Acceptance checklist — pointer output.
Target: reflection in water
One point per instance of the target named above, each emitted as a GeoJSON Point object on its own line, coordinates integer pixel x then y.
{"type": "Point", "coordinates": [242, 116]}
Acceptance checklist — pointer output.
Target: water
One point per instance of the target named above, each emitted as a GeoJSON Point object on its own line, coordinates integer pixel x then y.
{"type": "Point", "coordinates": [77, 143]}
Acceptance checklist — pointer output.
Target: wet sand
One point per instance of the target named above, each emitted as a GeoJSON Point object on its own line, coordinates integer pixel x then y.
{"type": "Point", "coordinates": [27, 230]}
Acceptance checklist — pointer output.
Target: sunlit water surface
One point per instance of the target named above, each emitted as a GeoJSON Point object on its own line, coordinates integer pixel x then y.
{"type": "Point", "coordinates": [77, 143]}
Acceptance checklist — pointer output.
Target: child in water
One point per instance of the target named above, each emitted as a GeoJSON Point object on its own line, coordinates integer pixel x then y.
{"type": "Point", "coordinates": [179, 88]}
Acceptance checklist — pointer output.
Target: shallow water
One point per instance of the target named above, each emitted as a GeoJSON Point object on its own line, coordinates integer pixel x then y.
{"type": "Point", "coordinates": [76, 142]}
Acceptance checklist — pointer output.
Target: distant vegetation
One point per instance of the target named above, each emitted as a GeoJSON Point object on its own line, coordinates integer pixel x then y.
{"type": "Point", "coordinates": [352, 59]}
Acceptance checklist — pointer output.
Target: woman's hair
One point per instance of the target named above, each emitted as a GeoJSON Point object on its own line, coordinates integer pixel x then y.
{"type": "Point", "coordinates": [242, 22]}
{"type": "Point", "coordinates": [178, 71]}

━━━━━━━━━━━━━━━━━━━━━━━━━━━━━━

> TASK REQUIREMENTS:
Present all of the material above as a numbered list, leaving out any blank lines.

> SOLUTION TO THE PROBLEM:
1. Acceptance checklist — pointer output.
2. Target: reflection in water
3. One point per instance of the target named above, each emitted as a GeoJSON Point object on its own line, coordinates integer pixel x then y.
4. {"type": "Point", "coordinates": [242, 116]}
5. Acceptance checklist — pointer output.
6. Target: water
7. One point per instance of the target named above, each emitted as a GeoJSON Point object on its own line, coordinates integer pixel x then y.
8. {"type": "Point", "coordinates": [77, 143]}
9. Acceptance checklist — pointer output.
10. Target: wet sand
11. One point per instance of the target named above, each emitted as a GeoJSON Point object on its own line, coordinates integer pixel x then y.
12. {"type": "Point", "coordinates": [27, 230]}
13. Acceptance checklist — pointer output.
14. Target: sunlit water surface
15. One point per instance of the target named above, each emitted as a GeoJSON Point object on its own line, coordinates integer pixel x then y.
16. {"type": "Point", "coordinates": [77, 143]}
17. Acceptance checklist — pointer output.
18. Target: child in water
19. One point per instance of the target named above, each emitted as a GeoJSON Point object on its own line, coordinates integer pixel x then y.
20. {"type": "Point", "coordinates": [179, 88]}
21. Acceptance checklist — pointer output.
22. Target: shallow water
23. One point per instance of the target named above, each emitted as a GeoJSON Point object on its own line, coordinates integer pixel x then y.
24. {"type": "Point", "coordinates": [76, 142]}
25. Acceptance checklist — pointer output.
26. Target: distant vegetation
27. One point per instance of the target named above, each emitted as a GeoJSON Point object on its own line, coordinates integer pixel x then y.
28. {"type": "Point", "coordinates": [352, 59]}
29. Acceptance checklist — pointer output.
30. Target: woman's hair
31. One point per instance of the target named above, each emitted as a GeoJSON Point object on its own line, coordinates integer pixel x then y.
32. {"type": "Point", "coordinates": [242, 22]}
33. {"type": "Point", "coordinates": [178, 71]}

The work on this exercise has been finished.